Aim of the exercise:
From the entries below, please output exactly the lines starting at the one containing "formatted as [73,238]." and ending at the one containing "formatted as [222,171].", both included.

Exercise input:
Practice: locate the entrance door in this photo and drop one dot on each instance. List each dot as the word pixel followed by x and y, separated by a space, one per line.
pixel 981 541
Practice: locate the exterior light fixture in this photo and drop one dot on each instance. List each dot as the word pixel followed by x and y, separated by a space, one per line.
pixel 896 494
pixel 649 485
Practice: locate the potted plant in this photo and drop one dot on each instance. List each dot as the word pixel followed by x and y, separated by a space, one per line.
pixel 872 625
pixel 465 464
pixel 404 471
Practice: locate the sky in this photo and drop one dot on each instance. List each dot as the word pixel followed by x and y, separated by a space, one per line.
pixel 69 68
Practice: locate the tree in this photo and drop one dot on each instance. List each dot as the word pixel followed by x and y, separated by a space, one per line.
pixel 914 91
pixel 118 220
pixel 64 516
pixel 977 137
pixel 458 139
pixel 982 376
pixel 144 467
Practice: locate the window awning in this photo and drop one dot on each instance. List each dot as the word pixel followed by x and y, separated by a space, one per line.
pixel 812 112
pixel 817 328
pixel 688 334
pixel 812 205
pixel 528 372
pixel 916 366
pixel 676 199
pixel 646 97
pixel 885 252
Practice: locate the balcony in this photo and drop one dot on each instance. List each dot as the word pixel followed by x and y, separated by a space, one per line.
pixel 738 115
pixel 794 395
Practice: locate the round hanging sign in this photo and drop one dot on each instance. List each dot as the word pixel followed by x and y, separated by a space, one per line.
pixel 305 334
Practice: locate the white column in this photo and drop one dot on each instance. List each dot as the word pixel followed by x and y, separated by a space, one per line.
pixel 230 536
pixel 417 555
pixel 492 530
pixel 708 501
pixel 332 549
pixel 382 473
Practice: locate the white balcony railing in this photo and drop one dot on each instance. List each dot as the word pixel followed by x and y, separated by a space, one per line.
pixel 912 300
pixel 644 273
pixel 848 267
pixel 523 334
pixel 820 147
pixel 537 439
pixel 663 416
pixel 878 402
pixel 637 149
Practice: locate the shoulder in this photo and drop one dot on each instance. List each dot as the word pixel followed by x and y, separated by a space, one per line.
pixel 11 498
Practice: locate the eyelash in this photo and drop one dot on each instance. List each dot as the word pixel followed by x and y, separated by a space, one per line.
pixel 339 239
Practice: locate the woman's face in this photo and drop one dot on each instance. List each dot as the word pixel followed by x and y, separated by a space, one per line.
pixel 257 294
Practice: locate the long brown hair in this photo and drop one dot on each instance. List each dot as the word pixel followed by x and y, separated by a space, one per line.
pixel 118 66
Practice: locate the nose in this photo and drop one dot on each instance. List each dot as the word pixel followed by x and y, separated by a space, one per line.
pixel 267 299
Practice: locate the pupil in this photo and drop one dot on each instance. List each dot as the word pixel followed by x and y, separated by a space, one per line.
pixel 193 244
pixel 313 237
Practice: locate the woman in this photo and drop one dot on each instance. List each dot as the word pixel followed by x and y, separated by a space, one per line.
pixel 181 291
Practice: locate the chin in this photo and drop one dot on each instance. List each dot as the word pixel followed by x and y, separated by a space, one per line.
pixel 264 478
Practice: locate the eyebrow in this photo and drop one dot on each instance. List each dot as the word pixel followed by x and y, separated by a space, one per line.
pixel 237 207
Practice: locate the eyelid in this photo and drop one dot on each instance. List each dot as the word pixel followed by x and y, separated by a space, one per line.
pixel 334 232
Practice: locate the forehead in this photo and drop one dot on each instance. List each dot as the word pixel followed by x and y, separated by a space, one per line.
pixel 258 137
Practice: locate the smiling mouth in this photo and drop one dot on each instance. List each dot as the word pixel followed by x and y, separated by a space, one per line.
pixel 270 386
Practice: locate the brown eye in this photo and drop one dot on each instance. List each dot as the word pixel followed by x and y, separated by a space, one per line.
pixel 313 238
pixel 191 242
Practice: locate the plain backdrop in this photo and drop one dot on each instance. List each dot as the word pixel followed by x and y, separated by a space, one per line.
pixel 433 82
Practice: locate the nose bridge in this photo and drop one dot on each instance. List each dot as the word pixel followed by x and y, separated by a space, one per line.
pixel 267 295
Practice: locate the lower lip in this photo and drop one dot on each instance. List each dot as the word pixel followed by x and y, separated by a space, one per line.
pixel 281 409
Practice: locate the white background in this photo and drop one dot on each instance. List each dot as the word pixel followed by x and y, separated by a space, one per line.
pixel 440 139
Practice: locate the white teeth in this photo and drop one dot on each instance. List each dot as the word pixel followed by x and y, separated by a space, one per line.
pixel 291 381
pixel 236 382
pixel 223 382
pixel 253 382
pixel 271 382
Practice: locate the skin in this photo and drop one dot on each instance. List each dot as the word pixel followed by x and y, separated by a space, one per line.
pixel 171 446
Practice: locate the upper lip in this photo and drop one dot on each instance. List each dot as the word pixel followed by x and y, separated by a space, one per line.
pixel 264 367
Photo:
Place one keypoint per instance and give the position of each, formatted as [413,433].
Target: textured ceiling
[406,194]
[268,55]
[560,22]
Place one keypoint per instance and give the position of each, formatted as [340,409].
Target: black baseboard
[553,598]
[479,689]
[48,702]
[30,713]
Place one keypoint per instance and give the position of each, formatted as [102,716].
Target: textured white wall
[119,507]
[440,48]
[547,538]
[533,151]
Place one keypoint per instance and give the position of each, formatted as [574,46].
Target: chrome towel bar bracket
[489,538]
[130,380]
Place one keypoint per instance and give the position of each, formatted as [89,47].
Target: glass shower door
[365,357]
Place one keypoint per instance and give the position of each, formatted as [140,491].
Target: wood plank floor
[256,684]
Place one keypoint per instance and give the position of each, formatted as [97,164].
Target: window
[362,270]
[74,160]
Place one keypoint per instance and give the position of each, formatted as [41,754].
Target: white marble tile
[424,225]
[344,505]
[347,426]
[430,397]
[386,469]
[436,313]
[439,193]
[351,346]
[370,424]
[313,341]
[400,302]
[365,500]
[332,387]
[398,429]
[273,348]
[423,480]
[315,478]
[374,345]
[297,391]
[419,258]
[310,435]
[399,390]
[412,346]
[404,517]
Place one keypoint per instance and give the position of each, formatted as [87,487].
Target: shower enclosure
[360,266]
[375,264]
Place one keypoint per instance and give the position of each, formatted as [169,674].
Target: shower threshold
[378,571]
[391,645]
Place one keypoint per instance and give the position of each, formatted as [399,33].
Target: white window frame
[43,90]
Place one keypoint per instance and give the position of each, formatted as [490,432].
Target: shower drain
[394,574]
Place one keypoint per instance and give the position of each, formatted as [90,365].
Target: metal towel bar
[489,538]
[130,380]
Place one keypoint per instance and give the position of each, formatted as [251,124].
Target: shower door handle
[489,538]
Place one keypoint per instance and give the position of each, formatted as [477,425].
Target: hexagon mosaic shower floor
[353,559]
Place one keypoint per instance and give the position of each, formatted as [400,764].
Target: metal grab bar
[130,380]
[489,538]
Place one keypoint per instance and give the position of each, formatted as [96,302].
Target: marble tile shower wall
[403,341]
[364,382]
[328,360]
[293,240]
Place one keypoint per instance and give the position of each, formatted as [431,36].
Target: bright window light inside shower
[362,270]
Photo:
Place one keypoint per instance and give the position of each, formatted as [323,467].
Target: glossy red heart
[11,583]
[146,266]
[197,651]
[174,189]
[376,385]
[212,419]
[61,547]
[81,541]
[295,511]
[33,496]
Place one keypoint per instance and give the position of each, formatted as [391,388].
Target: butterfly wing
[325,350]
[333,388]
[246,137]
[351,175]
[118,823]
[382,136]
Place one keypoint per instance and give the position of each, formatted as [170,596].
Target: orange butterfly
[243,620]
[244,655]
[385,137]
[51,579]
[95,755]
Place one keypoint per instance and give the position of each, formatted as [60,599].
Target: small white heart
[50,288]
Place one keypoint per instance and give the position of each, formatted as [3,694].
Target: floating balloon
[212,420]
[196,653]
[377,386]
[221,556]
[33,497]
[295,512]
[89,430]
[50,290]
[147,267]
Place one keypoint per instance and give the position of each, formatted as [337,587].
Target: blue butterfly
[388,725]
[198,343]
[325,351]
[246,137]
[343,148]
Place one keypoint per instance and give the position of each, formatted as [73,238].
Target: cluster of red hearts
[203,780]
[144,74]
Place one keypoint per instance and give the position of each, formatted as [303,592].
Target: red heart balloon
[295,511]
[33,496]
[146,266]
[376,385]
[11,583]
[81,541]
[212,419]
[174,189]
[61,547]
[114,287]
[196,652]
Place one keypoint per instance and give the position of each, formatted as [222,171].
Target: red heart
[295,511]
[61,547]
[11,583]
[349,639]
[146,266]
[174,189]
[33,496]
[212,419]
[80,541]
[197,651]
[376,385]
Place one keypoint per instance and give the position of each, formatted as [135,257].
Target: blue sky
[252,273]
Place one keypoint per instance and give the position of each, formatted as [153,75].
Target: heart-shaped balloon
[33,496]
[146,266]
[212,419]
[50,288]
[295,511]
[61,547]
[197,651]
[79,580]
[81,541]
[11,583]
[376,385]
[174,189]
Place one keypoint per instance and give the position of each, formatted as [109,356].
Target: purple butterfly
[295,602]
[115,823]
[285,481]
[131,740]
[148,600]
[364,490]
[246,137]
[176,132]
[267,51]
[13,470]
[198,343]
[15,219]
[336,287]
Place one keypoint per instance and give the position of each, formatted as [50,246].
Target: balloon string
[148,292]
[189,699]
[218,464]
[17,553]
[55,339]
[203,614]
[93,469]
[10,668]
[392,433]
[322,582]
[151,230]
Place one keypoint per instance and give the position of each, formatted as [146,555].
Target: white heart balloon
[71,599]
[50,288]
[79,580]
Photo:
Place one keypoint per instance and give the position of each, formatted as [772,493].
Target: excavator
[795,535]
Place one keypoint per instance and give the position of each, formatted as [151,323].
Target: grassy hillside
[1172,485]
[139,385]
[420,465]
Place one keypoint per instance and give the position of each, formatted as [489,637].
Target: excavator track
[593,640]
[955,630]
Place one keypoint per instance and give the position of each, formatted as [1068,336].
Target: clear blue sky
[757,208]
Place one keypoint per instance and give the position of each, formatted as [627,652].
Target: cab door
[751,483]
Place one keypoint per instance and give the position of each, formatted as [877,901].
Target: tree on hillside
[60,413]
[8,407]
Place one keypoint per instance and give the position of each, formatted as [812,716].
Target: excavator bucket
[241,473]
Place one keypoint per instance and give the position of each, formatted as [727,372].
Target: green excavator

Reply:
Place one keypoint per instance and give the position of each, formatted as [73,238].
Target: cluster of red hearts
[203,780]
[144,74]
Place one keypoint per instance and give the position of each, formatted as [303,592].
Target: red heart balloon
[295,511]
[33,496]
[146,266]
[376,385]
[11,583]
[81,541]
[212,419]
[174,189]
[61,547]
[114,287]
[196,652]
Place one keypoint per instance and give the position of each, formatted as [222,171].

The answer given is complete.